> Exercise brief:
Rewrite the items, changing "window on building" to "window on the building" wherever it occurs and leaving the rest untouched.

> Data for this exercise:
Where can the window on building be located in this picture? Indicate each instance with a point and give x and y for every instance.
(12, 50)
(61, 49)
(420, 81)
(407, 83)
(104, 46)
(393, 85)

> Result of this exercise:
Where can the window on the building be located in this picture? Indicate each instance with a point and give x and y for every instance.
(12, 50)
(61, 49)
(420, 81)
(407, 83)
(104, 46)
(393, 85)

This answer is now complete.